[Material shown]
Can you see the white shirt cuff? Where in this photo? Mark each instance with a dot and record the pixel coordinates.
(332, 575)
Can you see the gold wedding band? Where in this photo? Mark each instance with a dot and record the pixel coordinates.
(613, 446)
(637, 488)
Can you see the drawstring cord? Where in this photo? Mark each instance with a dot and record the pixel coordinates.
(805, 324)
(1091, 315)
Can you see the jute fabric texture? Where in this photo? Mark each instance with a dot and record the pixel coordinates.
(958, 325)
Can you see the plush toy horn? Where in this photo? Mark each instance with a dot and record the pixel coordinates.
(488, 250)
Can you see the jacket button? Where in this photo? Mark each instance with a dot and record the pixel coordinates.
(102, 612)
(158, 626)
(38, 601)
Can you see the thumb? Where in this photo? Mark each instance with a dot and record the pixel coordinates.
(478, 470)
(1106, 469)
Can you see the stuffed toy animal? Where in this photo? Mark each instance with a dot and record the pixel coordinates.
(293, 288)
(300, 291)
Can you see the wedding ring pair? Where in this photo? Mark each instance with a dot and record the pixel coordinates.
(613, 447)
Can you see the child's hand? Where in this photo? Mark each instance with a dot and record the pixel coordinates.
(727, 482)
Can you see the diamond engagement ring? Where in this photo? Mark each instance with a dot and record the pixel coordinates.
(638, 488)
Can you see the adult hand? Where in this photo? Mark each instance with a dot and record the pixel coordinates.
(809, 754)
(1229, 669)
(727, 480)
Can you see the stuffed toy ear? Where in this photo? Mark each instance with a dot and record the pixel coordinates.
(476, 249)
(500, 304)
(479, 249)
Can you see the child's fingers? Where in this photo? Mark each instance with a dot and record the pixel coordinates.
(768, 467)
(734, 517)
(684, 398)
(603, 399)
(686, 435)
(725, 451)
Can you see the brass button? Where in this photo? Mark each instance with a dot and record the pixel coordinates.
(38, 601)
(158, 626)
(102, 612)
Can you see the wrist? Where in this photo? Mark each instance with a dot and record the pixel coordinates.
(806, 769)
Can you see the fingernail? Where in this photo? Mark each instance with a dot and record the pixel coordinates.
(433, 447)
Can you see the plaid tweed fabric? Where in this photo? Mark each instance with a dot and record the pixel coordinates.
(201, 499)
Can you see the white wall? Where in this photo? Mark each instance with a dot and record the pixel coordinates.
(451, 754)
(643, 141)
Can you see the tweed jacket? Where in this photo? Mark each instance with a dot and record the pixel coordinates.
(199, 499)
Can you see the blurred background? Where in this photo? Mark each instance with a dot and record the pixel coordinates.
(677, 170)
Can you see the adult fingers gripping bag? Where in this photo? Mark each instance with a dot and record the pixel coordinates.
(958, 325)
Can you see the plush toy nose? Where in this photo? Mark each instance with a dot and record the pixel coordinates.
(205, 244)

[Activity] Please copy every line of the material exactly.

[Output]
Can you see the white shirt cuff? Where in this photo? Mark each instance with a dot and record the pixel coordinates.
(332, 575)
Can you see the gold wedding band? Where in this photo? Mark each instance with a dot and record the pixel coordinates.
(613, 446)
(637, 488)
Can you see the drawstring cord? Where in this photo? Mark each instance with a dot and record the pixel coordinates.
(805, 324)
(1091, 315)
Can you see the jute fabric texture? Where in this photo? Mark each instance with a dot and record the pixel coordinates.
(958, 325)
Can you see the plush toy horn? Where in this photo? Mark each instance with a dot and record the pixel coordinates.
(488, 250)
Can you see the jacket button? Where in this photo? Mark each instance with a dot and record the pixel coordinates.
(102, 612)
(158, 626)
(38, 601)
Can you see the thumb? Where in this photo? Mark each instance with a dot and record the pixel coordinates.
(478, 470)
(1106, 469)
Can you see the stuffed toy animal? Where in this photo? Mark each instance with a dot and record the pixel coordinates.
(293, 288)
(300, 291)
Can you see the wedding ring pair? Where in this photo? Mark each instance with a dot and record the pixel coordinates.
(613, 447)
Can you see the child's hand? Where in this photo? Mark each instance with a dot and record the pixel coordinates.
(727, 482)
Can you see the diamond engagement ring? Where in this photo? Mark each instance with a dot and record the pixel coordinates.
(638, 488)
Can you see the adult hand? Where in this photo? Mark each instance with a dot and record the pixel coordinates.
(809, 754)
(1229, 669)
(727, 480)
Can you see the stuffed toy ear? Where in this photo? Mark each instance with a dot and record the pixel coordinates.
(476, 249)
(500, 304)
(479, 249)
Can you see the child's fingers? Where in this photo? Mark each instance with a dot and record the pixel coordinates.
(768, 467)
(734, 517)
(684, 398)
(603, 399)
(686, 435)
(725, 451)
Can you see the brass button? Where in this photo? Mark each instance with a dot and record the pixel coordinates.
(38, 601)
(158, 626)
(102, 612)
Can you see the wrist? Where in this photo? Mark each instance with a dot and record the pixel coordinates.
(806, 769)
Can you see the fingernail? Where in this photo? Mark each instance with a dot and record the pixel coordinates.
(433, 447)
Can you see the plaid tweed fabric? Where in this photo? Mark each instance with a dot and record the pixel coordinates.
(201, 499)
Can you see the white wall? Where in this photo? Mark each instance with a dot and record the pixel coordinates.
(451, 754)
(643, 141)
Can you see the tweed jacket? Where in this photo? Mark each instance with a dot and record the pixel coordinates.
(199, 499)
Can you see the blurred background? Where in this photo? Mark each instance with a dot and record the pixel coordinates.
(677, 170)
Can you see the adult fingers gripping bag? Where in this photo? Mark each instance with a dot and record the pixel coordinates.
(958, 325)
Can you see the plush toy nose? Where in this photo? Mark each instance with a dot and record the pixel coordinates.
(205, 244)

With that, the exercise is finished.